### Extrait étudié

#####

Intervention de Philippe Jaeger
Issu de l'éclatement du groupe Rhône Poulenc,
le groupe Rhodia représente 10.000 personnes en France, 22 sites,
26.000 salariés dans le monde, près de 7 milliards d'€
de CA, et une action qui baisse de manière récurrente
depuis sa mise sur le marché en 2000. 5% du capital de RHODIA
est dans les mains des salariés. 25% sont encore détenus
par AVENTIS, qui a obligation de s'en dessaisir avant mai 2003. Il en
résulte un inquiétude légitime concernant l'avenir
du groupe et de ses salariés.
Développement
durable :
Le concept, qui est maintenant très
à la mode. date des années 80 : "Nous
n'héritons pas la terre de nos ancêtres, nous l'empruntons
à nos enfants."
Une définition a été
donnée en 1987 par l'ONU : "Ce
sont des liens qui unissent l'économie et la société,
ou il est question des besoins qui satisfassent les besoins des générations
présentes sans compromettre pour les générations
futures la satisfaction des leurs"
Nota : la définition
est très générale et peut s'appliquer à
toutes les activités humaines.
La définition "américaine" du "sustainable
development" est plutôt axée sur son application
aux entreprises et sur la possibilité de développement
de celles-ci plus que sur les considérations sociales ou économiques.
Le développement durable de toute
activité humaine s'appuie sur 3 notions
inséparables, et en particulier dans le cas des entreprises
:
- l'économie
(la pérennité d'une activité ne peut être
assurée sans rentabilité économique). Ce point
est essentiellement l'affaire du management et des financiers, mais
concerne aussi directement les salariés actionnaires,
- Le volet social : relations avec
les hommes qui participent à l'activité ; en l'occurrence
les salariés de l'entreprise, et par conséquence la pérennité
de leur statut de salarié lié à celle de l'entreprise.
- l'environnement, dans son sens
le plus large incluant l'environnement physique et social externe à
l'entreprise, c'est à dire tout le milieu dans lequel évolue
l'entreprise.
Les fonds éthiques
:
Le concept est né dans les années 20 aux USA, quand des
"congrégations religieuses" ont voulu placer leur argent
en tenant compte de leurs
critères "moraux". ne
désiraient pas investir dans "les sociétés
du péché" (sin stocks) : par exemple, armement, jeux,
tabac, alcool (on est en pleine période de la prohibition). C'était
la première génération des "fonds éthiques".
Toujours aux USA, dans les années 60, ces critères se
sont élargis vers les lieux de production, en introduisant les
concepts de "droits de l'homme",
des conditions de travail, ou politiques (par exemple exclusion des
sociétés d'Afrique du Sud ou en Irlande du Nord). Les
critères sont exclusivement des critères d'exclusion.

#####

### Travail à faire
a – Répondez aux questions suivantes d'après l'intervention sur le groupe Rhodia.
(i) Quelle part du capital de Rhodia est entre les mains des salariés ?
(ii) En quelle année l'ONU a-t-elle donné une définition du développement durable ?
(iii) Dans quel pays et dans quelles années le concept des fonds éthiques est-il né ?
b – Extrayez toutes les lignes des enregistrements qui contiennent le mot "white". La casse compte.
Le texte et les enregistrements sont indépendants l'un de l'autre.

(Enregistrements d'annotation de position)
#####

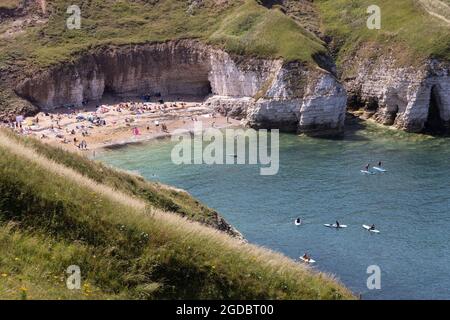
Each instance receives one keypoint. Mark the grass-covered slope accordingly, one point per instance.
(155, 194)
(52, 216)
(241, 26)
(408, 31)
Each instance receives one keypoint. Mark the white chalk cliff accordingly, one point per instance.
(265, 93)
(414, 98)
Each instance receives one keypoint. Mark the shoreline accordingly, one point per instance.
(115, 125)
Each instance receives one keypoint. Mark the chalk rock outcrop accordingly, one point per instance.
(415, 99)
(265, 93)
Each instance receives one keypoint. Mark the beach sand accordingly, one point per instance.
(61, 127)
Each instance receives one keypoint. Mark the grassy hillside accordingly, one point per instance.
(52, 216)
(407, 30)
(241, 26)
(9, 4)
(157, 195)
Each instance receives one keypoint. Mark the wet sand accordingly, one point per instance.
(121, 123)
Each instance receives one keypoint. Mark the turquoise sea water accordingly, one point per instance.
(320, 181)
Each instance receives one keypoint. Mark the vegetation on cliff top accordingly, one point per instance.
(242, 26)
(57, 211)
(408, 32)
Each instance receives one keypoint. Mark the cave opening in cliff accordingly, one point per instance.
(434, 123)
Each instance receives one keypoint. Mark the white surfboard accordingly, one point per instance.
(335, 226)
(368, 228)
(307, 260)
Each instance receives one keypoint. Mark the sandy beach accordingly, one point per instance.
(108, 124)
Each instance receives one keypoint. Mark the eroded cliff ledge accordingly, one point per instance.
(265, 93)
(414, 98)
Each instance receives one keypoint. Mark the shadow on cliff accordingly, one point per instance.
(353, 125)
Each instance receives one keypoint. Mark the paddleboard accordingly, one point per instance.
(307, 261)
(335, 226)
(368, 228)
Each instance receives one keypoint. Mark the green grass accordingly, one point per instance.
(157, 195)
(411, 33)
(242, 26)
(9, 4)
(52, 217)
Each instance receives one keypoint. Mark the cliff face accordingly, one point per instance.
(266, 93)
(414, 99)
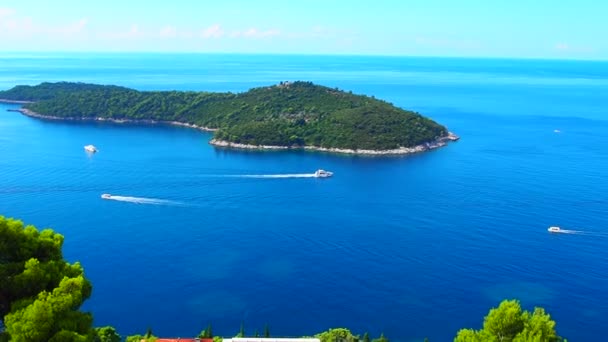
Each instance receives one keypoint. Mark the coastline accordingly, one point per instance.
(28, 112)
(437, 143)
(440, 142)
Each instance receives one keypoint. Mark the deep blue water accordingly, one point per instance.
(412, 246)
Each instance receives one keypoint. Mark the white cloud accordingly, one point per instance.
(168, 32)
(214, 31)
(255, 33)
(70, 29)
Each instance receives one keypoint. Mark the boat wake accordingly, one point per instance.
(141, 200)
(567, 231)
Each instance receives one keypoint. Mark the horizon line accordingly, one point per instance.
(83, 52)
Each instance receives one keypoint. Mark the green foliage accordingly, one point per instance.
(40, 293)
(139, 338)
(336, 335)
(509, 323)
(106, 334)
(288, 114)
(206, 333)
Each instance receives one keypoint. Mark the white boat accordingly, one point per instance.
(90, 148)
(554, 229)
(323, 174)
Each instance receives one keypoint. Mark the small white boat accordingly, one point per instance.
(554, 229)
(90, 148)
(323, 174)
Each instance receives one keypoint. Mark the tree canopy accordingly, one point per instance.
(288, 114)
(509, 323)
(40, 292)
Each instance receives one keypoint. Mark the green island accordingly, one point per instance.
(298, 115)
(41, 294)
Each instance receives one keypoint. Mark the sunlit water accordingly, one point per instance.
(410, 246)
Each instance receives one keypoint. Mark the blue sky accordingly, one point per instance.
(515, 28)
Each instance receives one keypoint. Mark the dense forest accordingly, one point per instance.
(41, 295)
(292, 114)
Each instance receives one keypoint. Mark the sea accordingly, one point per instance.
(410, 246)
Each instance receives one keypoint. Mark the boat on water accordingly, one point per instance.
(323, 174)
(90, 148)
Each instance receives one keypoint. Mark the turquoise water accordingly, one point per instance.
(410, 246)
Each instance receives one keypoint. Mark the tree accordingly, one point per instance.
(509, 323)
(139, 338)
(336, 335)
(40, 293)
(106, 334)
(382, 338)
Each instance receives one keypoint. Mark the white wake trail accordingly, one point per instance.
(293, 175)
(143, 200)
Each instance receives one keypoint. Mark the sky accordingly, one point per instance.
(561, 29)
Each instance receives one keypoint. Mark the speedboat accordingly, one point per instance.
(323, 174)
(90, 148)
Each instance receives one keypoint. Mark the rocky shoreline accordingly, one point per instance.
(28, 112)
(440, 142)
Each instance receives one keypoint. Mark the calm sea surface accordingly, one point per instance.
(410, 246)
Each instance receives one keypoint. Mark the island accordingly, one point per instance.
(288, 115)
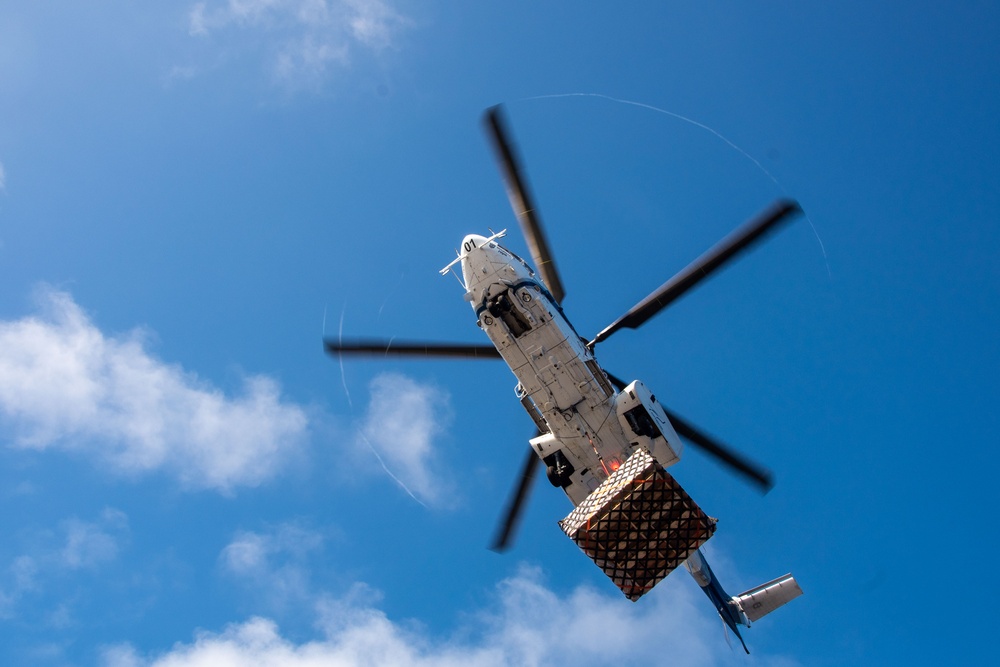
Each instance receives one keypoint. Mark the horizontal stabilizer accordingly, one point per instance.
(762, 600)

#####

### Réponses attendues
a –
(i) 5 % du capital.
(ii) En 1987.
(iii) Aux USA, dans les années 20.

b –
Each instance receives one keypoint. Mark the white chalk cliff accordingly, one point per instance.
Each instance receives one keypoint. Mark the white surfboard accordingly, one point per instance.
Each instance receives one keypoint. Mark the white cloud accordingly, one point per instance.
Each instance receives one keypoint. Mark the white boat accordingly, one point per instance.
Each instance receives one keypoint. Mark the small white boat accordingly, one point per instance.
Each instance receives one keypoint. Mark the white wake trail accordingly, one point per instance.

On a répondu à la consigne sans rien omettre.